**ISTRUZIONI**
(1) Elenca tutti gli articoli del codice civile citati nel testo fornito sul ricorso per cassazione.
(2) Trascrivi parola per parola i record, dalla prima riga fino alla riga con "x=239 y=243", compresa.

**TESTO FORNITO**
• • •

Di tali principi ha fatto corretta applicazione la Corte territoriale.

Gli stessi giudici hanno, infatti, concluso che quando il F. aveva ricevuto il 5 dicembre 1990 la notifica dell’atto di citazione, neppure la prescrizione quinquennale (applicabile nel caso in cui si fosse voluta ravvisare nel caso in esame una azione risarcitoria da fatto illecito) poteva dirsi maturata interamente.

Con il quarto motivo il ricorrente denuncia la violazione e falsa applicazione degli artt. 115, 116 e 132 c.p.c. e art. 118 disp. att. c.p.c., artt. 2697, 2943 e 1219 c.c., nonchè motivazione assente, carente e contraddittoria su un punto decisivo della controversia (art. 360 c.p.c., nn. 3 e 5).

Il F. aveva sempre contestato di avere ricevuto le lettere interruttive della prescrizione e la idoneità delle stesse ad interrompere la prescrizione, sia con riferimento al contenuto che in relazione al mittente.

I giudici di appello avevano ignorato del tutto tali contestazioni, dando per scontate sia la ricezione che la idoneità delle stesse.

Queste censure sono inammissibili, ancor prima che infondate.

I giudici di appello hanno accertato che le lettere di messa in mora risultavano regolarmente ricevute dal F., secondo le ricevute di ritorno prodotte.

Si tratta di accertamento di merito, ampiamente motivato.

In ogni caso, nel caso prospettato dalla parte ricorrente, si verte in un’ipotesi di errore revocatorio, da rimuovere a mezzo dello specifico strumento di impugnazione disciplinato dall’art. 395 cod. proc. civ. (revocazione), rimanendo esclusa la possibilità di avvalersi del ricorso per cassazione che, se proposto, deve essere dichiarato inammissibile (Cass. 5450 del 2006).

• • •

**DATI FORNITI**

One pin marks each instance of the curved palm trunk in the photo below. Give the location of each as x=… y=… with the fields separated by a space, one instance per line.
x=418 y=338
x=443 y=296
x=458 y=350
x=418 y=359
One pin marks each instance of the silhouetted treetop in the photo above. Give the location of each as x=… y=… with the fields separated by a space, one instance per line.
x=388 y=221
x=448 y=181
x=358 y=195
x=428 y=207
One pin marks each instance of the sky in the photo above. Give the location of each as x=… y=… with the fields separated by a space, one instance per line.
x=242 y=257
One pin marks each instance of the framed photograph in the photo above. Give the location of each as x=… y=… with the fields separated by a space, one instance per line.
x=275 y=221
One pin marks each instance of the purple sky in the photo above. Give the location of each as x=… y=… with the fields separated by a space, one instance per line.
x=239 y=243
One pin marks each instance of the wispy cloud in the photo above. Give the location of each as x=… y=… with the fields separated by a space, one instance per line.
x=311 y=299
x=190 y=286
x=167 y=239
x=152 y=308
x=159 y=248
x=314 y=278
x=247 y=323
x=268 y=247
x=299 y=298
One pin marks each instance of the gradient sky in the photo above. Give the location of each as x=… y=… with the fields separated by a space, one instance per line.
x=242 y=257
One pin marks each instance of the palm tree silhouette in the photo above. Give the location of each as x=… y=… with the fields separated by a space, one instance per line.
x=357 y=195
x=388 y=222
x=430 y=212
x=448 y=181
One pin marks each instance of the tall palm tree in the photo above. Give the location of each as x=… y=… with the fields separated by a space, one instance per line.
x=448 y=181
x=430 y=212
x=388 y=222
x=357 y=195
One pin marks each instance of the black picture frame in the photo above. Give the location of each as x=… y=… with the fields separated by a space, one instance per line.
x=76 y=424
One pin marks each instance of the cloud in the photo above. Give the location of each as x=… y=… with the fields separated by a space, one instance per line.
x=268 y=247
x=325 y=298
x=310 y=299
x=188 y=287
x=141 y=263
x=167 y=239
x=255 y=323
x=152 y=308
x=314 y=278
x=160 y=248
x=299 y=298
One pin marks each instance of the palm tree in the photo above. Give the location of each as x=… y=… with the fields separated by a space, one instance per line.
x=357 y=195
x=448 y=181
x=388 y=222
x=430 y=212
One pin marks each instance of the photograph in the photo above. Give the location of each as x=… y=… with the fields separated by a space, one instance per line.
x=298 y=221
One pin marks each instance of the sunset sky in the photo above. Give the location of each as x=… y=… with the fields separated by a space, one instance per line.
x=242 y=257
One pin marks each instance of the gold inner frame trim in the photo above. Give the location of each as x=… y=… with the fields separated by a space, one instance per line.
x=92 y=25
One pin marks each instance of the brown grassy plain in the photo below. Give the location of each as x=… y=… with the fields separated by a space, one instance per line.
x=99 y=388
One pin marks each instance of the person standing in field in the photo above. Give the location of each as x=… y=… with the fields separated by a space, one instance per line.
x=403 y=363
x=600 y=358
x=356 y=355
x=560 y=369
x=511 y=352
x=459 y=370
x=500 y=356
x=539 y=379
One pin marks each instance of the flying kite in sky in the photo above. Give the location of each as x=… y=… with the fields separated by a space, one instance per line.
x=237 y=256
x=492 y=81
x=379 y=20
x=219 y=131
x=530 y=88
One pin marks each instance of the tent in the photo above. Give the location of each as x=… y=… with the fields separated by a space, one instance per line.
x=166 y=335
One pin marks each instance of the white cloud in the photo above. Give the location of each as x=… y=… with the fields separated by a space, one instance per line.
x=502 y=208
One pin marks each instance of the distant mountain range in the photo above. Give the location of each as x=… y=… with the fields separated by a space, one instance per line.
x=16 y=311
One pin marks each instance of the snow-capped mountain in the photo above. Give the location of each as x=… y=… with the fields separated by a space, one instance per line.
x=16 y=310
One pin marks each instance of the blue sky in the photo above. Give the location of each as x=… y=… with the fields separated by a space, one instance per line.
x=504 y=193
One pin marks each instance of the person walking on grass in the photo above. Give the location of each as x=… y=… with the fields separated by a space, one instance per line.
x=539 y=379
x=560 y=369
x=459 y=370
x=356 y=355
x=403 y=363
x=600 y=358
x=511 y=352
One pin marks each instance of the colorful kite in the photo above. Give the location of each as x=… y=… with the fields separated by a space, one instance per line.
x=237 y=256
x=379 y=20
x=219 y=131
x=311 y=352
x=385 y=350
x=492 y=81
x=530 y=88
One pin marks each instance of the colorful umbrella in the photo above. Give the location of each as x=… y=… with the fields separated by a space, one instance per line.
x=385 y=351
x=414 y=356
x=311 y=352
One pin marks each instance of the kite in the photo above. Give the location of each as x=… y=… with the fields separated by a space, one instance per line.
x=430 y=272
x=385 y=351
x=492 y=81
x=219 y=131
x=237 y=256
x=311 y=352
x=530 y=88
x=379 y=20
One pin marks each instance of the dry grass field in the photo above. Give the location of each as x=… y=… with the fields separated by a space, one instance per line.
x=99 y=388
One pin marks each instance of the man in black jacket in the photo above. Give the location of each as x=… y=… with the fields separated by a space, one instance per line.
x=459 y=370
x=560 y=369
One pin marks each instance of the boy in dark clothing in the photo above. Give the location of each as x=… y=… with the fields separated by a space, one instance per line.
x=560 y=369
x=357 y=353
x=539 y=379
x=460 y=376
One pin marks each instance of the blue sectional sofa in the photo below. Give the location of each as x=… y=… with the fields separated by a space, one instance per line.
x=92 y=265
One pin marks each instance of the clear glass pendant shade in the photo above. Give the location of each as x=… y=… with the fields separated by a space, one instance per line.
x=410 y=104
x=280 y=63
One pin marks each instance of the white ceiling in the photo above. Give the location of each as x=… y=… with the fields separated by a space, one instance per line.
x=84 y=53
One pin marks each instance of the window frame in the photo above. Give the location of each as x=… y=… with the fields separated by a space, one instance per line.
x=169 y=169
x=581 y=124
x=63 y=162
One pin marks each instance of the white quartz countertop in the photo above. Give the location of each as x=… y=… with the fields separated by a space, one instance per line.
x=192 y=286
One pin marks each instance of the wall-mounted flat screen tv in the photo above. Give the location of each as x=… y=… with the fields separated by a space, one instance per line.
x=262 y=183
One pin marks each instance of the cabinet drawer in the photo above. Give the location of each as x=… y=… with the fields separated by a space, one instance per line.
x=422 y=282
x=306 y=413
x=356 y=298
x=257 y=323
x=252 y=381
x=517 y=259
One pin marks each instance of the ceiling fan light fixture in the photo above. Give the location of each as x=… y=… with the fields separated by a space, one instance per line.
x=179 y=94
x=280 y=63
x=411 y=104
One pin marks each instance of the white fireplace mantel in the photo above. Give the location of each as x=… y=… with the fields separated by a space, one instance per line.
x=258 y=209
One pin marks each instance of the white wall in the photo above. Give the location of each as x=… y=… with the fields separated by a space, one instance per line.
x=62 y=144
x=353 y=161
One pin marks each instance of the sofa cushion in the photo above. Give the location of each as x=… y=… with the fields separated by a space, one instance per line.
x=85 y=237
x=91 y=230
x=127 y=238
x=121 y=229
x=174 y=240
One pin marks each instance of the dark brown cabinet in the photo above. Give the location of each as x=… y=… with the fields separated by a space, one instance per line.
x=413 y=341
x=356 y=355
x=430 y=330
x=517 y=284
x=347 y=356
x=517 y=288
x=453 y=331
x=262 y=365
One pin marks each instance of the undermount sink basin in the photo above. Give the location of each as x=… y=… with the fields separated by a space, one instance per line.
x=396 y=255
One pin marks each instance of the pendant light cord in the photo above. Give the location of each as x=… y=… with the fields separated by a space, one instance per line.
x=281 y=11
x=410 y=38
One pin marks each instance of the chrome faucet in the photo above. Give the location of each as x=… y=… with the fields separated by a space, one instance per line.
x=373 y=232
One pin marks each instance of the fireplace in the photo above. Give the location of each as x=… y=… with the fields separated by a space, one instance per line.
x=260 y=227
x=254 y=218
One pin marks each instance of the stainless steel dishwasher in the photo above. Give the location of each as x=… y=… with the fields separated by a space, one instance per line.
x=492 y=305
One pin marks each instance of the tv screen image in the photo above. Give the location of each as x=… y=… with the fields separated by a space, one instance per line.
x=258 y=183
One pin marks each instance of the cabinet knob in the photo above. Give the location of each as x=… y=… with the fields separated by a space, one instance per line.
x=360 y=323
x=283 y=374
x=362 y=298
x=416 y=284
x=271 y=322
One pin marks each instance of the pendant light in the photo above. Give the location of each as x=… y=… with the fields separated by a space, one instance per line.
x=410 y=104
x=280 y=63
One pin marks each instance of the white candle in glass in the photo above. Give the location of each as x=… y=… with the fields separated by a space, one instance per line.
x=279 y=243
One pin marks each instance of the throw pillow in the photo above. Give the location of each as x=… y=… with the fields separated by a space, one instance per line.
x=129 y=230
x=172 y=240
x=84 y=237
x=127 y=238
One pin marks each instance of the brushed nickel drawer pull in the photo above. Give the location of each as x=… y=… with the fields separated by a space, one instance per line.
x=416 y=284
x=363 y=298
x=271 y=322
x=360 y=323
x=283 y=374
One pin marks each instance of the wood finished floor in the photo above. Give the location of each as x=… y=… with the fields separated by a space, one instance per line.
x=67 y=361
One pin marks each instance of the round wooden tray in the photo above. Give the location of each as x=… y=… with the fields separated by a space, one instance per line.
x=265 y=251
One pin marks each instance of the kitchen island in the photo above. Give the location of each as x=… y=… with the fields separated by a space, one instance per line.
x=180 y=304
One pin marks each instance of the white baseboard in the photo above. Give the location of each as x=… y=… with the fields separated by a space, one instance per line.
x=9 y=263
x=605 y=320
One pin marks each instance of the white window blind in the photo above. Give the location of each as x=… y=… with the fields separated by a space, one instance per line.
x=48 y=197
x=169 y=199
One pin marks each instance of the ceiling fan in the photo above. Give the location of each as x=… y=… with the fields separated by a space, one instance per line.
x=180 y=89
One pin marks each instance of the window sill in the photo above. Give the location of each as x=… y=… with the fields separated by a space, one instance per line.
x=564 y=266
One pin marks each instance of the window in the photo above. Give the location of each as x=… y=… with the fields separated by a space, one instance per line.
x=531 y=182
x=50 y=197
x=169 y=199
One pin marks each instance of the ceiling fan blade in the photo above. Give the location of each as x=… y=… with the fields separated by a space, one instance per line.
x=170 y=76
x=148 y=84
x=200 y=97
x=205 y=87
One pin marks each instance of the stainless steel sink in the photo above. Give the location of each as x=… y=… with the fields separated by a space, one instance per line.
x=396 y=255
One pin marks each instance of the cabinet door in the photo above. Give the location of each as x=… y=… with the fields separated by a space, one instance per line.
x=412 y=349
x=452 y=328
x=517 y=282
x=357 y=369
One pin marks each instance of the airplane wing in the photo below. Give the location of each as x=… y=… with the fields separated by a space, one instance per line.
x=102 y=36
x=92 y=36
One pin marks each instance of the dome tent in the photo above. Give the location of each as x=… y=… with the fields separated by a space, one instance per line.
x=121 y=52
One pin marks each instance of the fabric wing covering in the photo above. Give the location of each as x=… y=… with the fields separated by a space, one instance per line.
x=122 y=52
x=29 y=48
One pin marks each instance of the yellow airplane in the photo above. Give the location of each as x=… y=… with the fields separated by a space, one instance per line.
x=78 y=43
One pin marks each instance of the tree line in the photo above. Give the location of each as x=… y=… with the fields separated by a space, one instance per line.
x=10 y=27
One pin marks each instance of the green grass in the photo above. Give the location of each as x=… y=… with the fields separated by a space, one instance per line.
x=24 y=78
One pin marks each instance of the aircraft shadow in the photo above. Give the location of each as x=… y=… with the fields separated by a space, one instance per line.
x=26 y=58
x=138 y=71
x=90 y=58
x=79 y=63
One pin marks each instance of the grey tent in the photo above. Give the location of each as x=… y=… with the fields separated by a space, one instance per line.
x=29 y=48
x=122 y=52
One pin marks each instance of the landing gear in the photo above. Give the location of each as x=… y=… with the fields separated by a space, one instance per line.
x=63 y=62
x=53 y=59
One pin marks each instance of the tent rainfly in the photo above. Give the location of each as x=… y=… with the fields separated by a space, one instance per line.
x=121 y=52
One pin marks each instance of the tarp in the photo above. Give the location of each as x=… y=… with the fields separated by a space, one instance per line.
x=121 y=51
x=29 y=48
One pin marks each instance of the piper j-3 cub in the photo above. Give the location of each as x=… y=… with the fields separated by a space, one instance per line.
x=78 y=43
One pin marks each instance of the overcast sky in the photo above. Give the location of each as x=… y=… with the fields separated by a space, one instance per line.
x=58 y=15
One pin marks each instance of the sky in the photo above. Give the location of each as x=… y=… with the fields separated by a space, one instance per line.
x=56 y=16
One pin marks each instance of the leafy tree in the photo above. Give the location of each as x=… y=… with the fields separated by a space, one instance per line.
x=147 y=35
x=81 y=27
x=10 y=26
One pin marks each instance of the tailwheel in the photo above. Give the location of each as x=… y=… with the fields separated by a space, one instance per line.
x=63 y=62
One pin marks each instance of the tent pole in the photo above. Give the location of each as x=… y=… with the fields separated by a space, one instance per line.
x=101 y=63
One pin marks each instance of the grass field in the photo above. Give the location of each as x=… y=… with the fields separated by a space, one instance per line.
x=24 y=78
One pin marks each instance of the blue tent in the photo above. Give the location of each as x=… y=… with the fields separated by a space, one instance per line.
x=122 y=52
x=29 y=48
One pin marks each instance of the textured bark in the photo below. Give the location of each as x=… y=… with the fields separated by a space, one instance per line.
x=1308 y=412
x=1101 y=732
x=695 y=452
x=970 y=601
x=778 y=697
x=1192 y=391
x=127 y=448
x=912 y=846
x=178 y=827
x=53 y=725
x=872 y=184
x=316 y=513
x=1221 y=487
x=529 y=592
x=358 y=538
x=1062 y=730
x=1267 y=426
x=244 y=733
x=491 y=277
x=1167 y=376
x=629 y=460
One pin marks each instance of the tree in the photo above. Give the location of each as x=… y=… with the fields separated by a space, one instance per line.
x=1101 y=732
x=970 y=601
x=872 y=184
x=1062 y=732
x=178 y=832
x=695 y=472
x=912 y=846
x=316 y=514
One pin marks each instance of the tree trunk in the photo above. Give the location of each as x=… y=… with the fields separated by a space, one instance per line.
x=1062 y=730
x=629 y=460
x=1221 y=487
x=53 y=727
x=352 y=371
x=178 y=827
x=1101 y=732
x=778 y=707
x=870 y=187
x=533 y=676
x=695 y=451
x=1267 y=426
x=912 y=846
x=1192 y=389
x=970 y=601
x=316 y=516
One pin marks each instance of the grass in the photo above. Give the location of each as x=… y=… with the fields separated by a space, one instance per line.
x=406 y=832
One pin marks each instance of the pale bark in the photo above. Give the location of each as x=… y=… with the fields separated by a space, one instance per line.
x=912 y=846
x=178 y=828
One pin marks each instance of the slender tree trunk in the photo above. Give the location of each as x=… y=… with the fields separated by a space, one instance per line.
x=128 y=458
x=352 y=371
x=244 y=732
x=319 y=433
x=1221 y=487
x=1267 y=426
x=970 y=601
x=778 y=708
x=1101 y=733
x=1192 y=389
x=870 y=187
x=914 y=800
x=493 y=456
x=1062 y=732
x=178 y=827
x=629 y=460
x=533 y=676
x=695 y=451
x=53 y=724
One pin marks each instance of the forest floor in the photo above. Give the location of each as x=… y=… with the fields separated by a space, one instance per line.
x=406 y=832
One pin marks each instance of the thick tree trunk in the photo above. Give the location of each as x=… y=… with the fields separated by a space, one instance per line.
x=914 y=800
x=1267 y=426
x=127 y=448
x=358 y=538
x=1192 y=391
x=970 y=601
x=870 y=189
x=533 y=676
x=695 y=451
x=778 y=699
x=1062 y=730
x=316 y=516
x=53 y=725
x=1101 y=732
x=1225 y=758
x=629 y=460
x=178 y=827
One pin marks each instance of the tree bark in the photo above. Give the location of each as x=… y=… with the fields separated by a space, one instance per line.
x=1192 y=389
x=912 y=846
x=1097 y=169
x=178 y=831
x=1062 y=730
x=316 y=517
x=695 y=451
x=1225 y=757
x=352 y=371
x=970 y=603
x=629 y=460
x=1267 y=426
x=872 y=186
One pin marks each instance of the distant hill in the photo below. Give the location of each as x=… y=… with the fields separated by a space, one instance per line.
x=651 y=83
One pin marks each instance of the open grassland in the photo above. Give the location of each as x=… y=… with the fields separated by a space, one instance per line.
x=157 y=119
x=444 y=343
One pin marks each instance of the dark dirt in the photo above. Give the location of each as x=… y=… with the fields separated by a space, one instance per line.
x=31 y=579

• • •

**SOLUZIONI**
(1) Art. 2697, art. 2943, art. 1219.

(2)
One pin marks each instance of the curved palm trunk in the photo below. Give the location of each as x=… y=… with the fields separated by a space, one instance per line.
x=418 y=338
x=443 y=296
x=458 y=350
x=418 y=359
One pin marks each instance of the silhouetted treetop in the photo above. Give the location of each as x=… y=… with the fields separated by a space, one instance per line.
x=388 y=221
x=448 y=181
x=358 y=195
x=428 y=207
One pin marks each instance of the sky in the photo above. Give the location of each as x=… y=… with the fields separated by a space, one instance per line.
x=242 y=257
One pin marks each instance of the framed photograph in the photo above. Give the location of each as x=… y=… with the fields separated by a space, one instance per line.
x=275 y=221
One pin marks each instance of the purple sky in the photo above. Give the location of each as x=… y=… with the fields separated by a space, one instance per line.
x=239 y=243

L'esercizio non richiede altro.